## Supplied material:
↓↓↓

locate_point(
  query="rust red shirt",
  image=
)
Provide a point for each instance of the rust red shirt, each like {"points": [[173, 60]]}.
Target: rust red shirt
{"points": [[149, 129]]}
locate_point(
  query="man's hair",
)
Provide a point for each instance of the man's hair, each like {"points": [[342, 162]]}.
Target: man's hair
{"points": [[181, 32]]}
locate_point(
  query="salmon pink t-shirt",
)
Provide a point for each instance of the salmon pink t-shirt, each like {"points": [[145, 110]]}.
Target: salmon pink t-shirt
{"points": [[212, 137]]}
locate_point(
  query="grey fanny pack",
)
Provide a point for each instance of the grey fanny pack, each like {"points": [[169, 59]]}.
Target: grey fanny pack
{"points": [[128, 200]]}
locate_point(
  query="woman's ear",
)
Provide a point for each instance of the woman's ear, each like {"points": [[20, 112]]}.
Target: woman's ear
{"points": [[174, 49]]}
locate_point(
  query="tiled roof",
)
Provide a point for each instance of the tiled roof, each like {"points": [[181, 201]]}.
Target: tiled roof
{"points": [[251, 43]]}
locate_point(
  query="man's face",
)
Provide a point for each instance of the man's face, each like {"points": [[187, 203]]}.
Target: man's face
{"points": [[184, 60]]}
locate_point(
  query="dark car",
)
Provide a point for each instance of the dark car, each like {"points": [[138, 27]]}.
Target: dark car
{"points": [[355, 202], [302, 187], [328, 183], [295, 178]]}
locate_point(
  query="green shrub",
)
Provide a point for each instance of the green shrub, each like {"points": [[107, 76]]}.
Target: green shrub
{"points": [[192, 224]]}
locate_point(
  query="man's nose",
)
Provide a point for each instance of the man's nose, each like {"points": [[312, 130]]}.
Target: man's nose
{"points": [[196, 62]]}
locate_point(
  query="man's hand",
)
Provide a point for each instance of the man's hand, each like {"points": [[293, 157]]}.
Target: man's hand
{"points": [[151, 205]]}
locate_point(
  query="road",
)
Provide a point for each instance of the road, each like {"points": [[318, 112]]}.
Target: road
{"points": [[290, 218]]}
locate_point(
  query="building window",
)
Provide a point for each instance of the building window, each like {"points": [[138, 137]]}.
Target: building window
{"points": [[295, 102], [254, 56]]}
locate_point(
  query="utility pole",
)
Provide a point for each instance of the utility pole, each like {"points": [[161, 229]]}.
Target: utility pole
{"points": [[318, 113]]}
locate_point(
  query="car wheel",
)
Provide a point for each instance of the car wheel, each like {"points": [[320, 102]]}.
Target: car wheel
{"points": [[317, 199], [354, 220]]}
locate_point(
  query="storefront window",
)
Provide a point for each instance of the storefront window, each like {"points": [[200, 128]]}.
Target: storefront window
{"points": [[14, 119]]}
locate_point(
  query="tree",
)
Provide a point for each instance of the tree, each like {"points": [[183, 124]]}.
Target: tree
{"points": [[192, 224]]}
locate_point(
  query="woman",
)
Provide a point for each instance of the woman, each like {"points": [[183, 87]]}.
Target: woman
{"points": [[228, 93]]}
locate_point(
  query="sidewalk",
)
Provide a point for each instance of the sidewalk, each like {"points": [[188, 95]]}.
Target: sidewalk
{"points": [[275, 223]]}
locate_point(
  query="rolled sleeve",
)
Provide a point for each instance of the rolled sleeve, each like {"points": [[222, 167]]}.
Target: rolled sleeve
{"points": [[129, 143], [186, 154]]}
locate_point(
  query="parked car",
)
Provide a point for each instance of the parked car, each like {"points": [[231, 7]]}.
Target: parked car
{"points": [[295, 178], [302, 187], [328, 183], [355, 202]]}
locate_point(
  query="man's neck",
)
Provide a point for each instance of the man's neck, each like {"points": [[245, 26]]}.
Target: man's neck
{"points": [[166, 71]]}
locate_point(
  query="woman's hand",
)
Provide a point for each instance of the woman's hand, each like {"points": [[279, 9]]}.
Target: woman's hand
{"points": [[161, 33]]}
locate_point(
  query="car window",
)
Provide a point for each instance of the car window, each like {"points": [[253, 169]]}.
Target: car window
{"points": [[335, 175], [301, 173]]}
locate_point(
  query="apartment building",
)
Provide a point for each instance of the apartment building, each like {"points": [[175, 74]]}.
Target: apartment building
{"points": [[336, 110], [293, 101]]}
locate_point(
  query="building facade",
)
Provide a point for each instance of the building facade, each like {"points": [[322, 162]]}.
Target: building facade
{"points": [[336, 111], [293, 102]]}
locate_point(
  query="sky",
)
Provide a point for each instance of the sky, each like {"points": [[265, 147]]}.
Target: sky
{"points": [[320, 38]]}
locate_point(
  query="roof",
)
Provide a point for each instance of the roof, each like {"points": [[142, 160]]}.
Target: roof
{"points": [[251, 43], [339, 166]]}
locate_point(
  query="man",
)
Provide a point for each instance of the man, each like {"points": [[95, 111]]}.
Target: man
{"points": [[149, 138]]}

↑↑↑

## Work instructions:
Every record must be set down again exactly.

## Expected answer:
locate_point(
  query="rust red shirt",
  image=
)
Provide a point for each instance of the rust red shirt, each like {"points": [[173, 60]]}.
Target: rust red shirt
{"points": [[149, 129]]}
locate_point(
  query="man's hair",
)
Provide a point for each instance of the man's hair, each like {"points": [[342, 162]]}.
Target: man's hair
{"points": [[181, 32]]}
locate_point(
  query="salmon pink t-shirt",
)
Provide a point for each instance of the salmon pink t-shirt, each like {"points": [[145, 110]]}.
Target: salmon pink t-shirt
{"points": [[212, 137]]}
locate_point(
  query="grey fanny pack",
)
Provide a point for each instance of the grey fanny pack, each like {"points": [[169, 59]]}.
Target: grey fanny pack
{"points": [[128, 200]]}
locate_point(
  query="woman's ear",
)
Provide a point for each instance of the woman's ear, each like {"points": [[20, 112]]}.
Target: woman's ear
{"points": [[174, 49]]}
locate_point(
  query="tiled roof",
)
Provide a point for each instance of the tiled roof, each like {"points": [[181, 201]]}.
Target: tiled roof
{"points": [[251, 43]]}
locate_point(
  query="man's face",
)
Provide a point for each instance of the man's face, each like {"points": [[187, 203]]}.
Target: man's face
{"points": [[184, 60]]}
locate_point(
  query="dark car",
)
Provide a point for each instance of the dark car, each like {"points": [[138, 27]]}.
Target: dark car
{"points": [[355, 202], [302, 187], [328, 183], [295, 178]]}
locate_point(
  query="green shrub",
)
Provide a point for each instance of the green shrub, each like {"points": [[107, 76]]}.
Target: green shrub
{"points": [[192, 224]]}
locate_point(
  query="man's nose",
)
Provide a point for each instance of the man's nose, each like {"points": [[312, 130]]}.
Target: man's nose
{"points": [[196, 62]]}
locate_point(
  query="man's hand",
)
Provide a point for each instance of the man's hand, each like {"points": [[293, 157]]}.
Target: man's hand
{"points": [[151, 205]]}
locate_point(
  query="road",
)
Provide a point for each instance of the road, each like {"points": [[318, 112]]}.
Target: road
{"points": [[290, 218]]}
locate_point(
  query="building window",
)
Provide a point for each instance of the building window, each like {"points": [[138, 137]]}.
Target: building window
{"points": [[295, 102], [254, 56]]}
locate_point(
  query="utility pole",
)
Provide a point for each instance of the utility pole, each like {"points": [[161, 229]]}.
Target: utility pole
{"points": [[318, 113]]}
locate_point(
  query="car wheel",
)
Provide a point for each instance of the car wheel, each like {"points": [[320, 102]]}.
Target: car wheel
{"points": [[317, 199], [354, 220]]}
locate_point(
  query="storefront window",
)
Provide a point for each instance of the storefront window, each like {"points": [[200, 128]]}.
Target: storefront window
{"points": [[14, 119]]}
locate_point(
  query="tree",
)
Provide a point for each instance of the tree, each like {"points": [[183, 124]]}.
Target: tree
{"points": [[192, 224]]}
locate_point(
  query="woman",
)
Provide a point for each instance of the woman, each like {"points": [[183, 87]]}.
Target: woman
{"points": [[228, 93]]}
locate_point(
  query="sidewalk",
)
Provide a point for each instance of the sidewalk, each like {"points": [[188, 95]]}.
Target: sidewalk
{"points": [[275, 223]]}
locate_point(
  query="rolled sleeve",
)
Provide a point for each instance of the rolled sleeve, each like {"points": [[222, 167]]}.
Target: rolled sleeve
{"points": [[129, 143], [186, 154]]}
locate_point(
  query="parked car",
)
Provide a point for each instance of the parked car, each like {"points": [[231, 7]]}.
Target: parked car
{"points": [[295, 178], [302, 187], [328, 183], [355, 202]]}
locate_point(
  query="man's neck",
)
Provide a point for each instance of the man's neck, each like {"points": [[245, 26]]}.
Target: man's neck
{"points": [[166, 71]]}
locate_point(
  query="woman's hand",
)
Provide a point for each instance of the woman's hand, each like {"points": [[279, 9]]}.
Target: woman's hand
{"points": [[161, 33]]}
locate_point(
  query="car window",
)
Provide a point for each instance of the car window, each like {"points": [[253, 169]]}.
Target: car window
{"points": [[335, 175], [301, 173]]}
locate_point(
  query="apartment building",
)
Provide a point for each instance of the apartment building, each like {"points": [[175, 74]]}.
Target: apartment building
{"points": [[336, 110], [293, 101]]}
locate_point(
  query="building facade",
)
Provide a point for each instance of the building facade, each like {"points": [[322, 162]]}.
Target: building facade
{"points": [[336, 111], [293, 102]]}
locate_point(
  query="sky",
)
Provide a point for each instance of the sky, each like {"points": [[265, 147]]}.
Target: sky
{"points": [[320, 38]]}
locate_point(
  query="roof",
)
Provide a point for each instance of the roof, each like {"points": [[142, 160]]}.
Target: roof
{"points": [[251, 43], [339, 166]]}
locate_point(
  query="man",
)
Provide a point for each instance of the man, each like {"points": [[95, 111]]}.
Target: man
{"points": [[149, 138]]}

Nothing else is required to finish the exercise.